━━━ MATERIAL PROVIDED ━━━

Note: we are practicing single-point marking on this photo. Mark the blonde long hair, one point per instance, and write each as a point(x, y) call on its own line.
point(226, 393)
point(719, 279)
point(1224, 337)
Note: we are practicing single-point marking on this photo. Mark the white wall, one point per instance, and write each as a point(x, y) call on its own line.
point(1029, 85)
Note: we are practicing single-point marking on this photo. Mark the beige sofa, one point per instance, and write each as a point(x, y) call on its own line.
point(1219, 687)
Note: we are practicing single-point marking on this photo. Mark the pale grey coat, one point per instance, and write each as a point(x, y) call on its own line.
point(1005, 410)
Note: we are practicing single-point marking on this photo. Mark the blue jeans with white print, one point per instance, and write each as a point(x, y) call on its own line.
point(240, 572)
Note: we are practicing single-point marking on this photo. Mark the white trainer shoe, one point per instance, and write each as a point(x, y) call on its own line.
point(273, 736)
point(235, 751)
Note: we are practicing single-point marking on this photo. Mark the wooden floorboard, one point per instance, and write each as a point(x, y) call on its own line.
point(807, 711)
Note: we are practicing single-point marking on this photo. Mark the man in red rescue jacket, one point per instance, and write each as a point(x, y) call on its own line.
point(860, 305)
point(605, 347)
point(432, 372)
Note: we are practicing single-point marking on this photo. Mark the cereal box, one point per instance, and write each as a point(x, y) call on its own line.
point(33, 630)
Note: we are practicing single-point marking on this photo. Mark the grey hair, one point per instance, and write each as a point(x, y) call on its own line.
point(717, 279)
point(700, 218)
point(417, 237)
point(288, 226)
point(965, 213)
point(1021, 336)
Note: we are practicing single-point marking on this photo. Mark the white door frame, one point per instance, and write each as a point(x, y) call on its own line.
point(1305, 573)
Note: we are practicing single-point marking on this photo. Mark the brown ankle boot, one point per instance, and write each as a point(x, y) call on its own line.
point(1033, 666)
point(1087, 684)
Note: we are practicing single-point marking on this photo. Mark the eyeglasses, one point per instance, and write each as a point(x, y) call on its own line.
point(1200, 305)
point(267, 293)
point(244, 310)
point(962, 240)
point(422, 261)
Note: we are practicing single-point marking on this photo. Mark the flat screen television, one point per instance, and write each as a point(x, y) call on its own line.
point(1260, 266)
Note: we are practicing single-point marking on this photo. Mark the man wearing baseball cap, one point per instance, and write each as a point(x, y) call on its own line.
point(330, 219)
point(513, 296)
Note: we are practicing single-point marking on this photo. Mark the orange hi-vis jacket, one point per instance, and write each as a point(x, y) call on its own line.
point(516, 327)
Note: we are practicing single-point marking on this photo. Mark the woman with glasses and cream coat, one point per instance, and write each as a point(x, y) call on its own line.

━━━

Quote only the lines from the line containing "Mark the cereal" through the end of the listing, please, keeping both the first and the last line.

Note: we are practicing single-point marking on this photo. Mark the cereal box, one point per instance, and write each as a point(x, y) call on its own line.
point(33, 630)
Note: we are practicing single-point marking on this photo. Mark the grey hair, one point per instance, and write each as a point(x, y) call on its own line.
point(717, 279)
point(700, 218)
point(417, 237)
point(288, 226)
point(965, 213)
point(1021, 336)
Note: we are practicing single-point marking on this photo. Mark the white door frame, one point per instance, and write each as a point(x, y) call on its own line.
point(1305, 573)
Note: we are practicing single-point marking on this photo. Mark the brown ankle boot, one point per instance, and write each as a point(x, y) call on its own line.
point(1033, 666)
point(1087, 684)
Note: we are practicing single-point marking on this photo. Mark the eyeglasses, one point per instance, and write each as a point(x, y) call on its own line.
point(1200, 305)
point(267, 293)
point(244, 310)
point(962, 240)
point(422, 261)
Note: we are practicing single-point marking on this photo. Mark the flat screen television, one point per instance, and write each as a point(x, y) call on its own line.
point(1260, 266)
Note: we are practicing single-point marking on this photo. Mark the man wearing baseball cap, one point per instance, and write each as a point(x, y) call on its own line.
point(330, 219)
point(513, 296)
Note: we are practicing single-point marking on this photo. Mark the orange hi-vis jacket, one point per instance, and write each as a point(x, y) call on its own line.
point(516, 327)
Note: we are practicing single-point marking on this photo. Mark the woman with glasses and cream coat, one point per instance, and write each as a point(x, y) call on its own line.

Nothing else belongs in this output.